[Start of Attachment]

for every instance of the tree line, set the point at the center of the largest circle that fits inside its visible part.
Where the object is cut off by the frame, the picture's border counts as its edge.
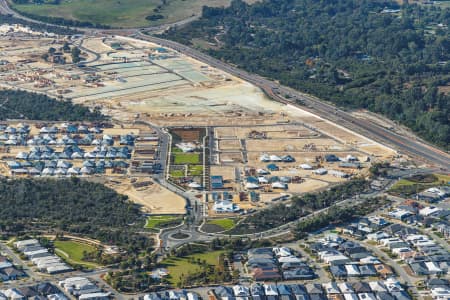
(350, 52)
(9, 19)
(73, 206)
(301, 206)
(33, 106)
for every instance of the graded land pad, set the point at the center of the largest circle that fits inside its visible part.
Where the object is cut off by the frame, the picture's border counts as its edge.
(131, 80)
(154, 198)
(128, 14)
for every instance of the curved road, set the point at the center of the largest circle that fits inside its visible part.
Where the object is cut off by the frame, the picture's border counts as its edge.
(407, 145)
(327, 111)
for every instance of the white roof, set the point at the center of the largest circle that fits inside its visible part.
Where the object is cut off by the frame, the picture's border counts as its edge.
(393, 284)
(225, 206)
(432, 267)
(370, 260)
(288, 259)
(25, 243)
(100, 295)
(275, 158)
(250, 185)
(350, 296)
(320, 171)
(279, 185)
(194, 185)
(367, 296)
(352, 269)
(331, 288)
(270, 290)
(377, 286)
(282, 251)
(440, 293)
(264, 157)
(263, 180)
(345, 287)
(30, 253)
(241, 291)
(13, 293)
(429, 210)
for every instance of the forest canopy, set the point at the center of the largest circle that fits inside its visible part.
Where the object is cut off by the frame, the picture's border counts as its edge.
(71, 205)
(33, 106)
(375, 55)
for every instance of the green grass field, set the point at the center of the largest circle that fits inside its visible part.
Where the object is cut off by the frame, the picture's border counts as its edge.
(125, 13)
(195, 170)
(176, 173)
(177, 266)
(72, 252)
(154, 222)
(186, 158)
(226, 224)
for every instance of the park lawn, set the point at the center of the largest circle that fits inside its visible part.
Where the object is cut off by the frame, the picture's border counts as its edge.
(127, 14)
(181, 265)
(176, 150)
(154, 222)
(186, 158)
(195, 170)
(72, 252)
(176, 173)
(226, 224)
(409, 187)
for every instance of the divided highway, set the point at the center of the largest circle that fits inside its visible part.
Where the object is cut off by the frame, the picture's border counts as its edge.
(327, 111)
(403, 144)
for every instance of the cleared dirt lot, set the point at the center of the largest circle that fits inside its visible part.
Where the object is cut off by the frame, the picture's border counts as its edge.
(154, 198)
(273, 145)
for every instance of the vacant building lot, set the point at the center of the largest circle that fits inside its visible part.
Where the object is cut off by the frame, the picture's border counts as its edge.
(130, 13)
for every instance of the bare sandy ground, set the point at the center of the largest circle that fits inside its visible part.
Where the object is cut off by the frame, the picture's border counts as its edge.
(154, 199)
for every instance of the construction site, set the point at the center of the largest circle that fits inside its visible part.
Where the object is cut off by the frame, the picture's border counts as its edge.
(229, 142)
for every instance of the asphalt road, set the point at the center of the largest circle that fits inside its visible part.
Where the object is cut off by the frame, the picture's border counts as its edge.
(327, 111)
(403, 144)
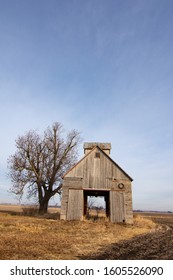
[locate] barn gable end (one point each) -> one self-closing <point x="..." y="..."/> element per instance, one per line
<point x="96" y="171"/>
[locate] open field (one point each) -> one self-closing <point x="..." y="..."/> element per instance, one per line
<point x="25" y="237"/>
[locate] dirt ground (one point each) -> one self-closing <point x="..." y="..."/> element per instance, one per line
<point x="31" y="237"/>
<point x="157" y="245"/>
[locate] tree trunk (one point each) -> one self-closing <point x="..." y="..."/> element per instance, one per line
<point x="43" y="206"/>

[End of Attachment]
[Start of Attachment]

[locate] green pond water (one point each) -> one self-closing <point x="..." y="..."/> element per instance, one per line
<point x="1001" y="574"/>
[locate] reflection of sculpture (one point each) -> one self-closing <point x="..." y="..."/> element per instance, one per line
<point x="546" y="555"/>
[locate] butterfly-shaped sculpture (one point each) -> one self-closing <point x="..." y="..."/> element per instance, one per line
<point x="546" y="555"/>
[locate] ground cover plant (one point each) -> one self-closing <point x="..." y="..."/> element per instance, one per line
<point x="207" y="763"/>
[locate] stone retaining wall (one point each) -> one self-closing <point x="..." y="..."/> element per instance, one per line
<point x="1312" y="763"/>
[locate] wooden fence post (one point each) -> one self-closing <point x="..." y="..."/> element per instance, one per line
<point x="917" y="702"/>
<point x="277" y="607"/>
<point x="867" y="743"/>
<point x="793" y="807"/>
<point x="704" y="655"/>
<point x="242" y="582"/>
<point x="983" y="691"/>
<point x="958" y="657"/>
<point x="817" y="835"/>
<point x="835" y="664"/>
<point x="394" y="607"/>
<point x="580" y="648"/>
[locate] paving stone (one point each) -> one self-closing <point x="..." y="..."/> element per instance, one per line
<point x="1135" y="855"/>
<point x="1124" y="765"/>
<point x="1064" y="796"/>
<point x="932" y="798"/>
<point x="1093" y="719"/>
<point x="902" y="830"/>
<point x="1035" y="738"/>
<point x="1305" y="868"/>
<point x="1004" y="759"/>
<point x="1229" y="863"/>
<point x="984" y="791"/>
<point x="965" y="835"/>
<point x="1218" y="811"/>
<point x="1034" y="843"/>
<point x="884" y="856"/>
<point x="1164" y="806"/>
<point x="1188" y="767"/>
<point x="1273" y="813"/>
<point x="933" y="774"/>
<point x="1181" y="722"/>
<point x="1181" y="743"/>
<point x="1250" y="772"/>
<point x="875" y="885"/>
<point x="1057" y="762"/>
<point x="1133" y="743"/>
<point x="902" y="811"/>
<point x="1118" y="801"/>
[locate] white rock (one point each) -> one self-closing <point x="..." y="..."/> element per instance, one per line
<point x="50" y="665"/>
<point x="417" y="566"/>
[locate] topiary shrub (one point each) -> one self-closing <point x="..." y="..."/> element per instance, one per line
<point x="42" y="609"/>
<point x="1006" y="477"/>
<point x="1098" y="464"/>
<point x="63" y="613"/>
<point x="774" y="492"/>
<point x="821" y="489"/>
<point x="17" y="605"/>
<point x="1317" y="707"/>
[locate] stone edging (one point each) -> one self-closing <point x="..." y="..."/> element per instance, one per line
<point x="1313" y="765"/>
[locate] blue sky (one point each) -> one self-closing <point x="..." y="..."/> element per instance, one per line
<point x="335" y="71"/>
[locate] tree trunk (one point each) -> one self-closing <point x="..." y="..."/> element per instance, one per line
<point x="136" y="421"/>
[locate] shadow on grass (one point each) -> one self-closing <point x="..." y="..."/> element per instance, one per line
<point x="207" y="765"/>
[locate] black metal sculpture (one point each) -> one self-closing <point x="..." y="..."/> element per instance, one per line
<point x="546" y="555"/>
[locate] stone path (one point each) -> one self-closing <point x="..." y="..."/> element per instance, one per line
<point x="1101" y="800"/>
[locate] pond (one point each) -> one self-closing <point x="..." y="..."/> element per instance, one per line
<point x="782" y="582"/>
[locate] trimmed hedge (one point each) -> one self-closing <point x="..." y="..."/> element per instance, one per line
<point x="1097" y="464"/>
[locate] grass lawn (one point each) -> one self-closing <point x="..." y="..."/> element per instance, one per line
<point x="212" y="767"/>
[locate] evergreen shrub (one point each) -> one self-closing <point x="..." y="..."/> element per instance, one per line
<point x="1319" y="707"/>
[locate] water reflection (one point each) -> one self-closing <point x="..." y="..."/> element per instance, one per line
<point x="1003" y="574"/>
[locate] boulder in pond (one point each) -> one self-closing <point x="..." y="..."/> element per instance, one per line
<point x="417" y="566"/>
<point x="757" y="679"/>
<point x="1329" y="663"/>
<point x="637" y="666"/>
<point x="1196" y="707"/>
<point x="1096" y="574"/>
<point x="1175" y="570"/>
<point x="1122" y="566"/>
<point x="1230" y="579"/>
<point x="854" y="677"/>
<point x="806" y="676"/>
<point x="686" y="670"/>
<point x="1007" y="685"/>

[End of Attachment]

- HOW TO COMPLETE THIS TASK -
Output only the count of lines in the data containing "road".

- EXERCISE ANSWER -
2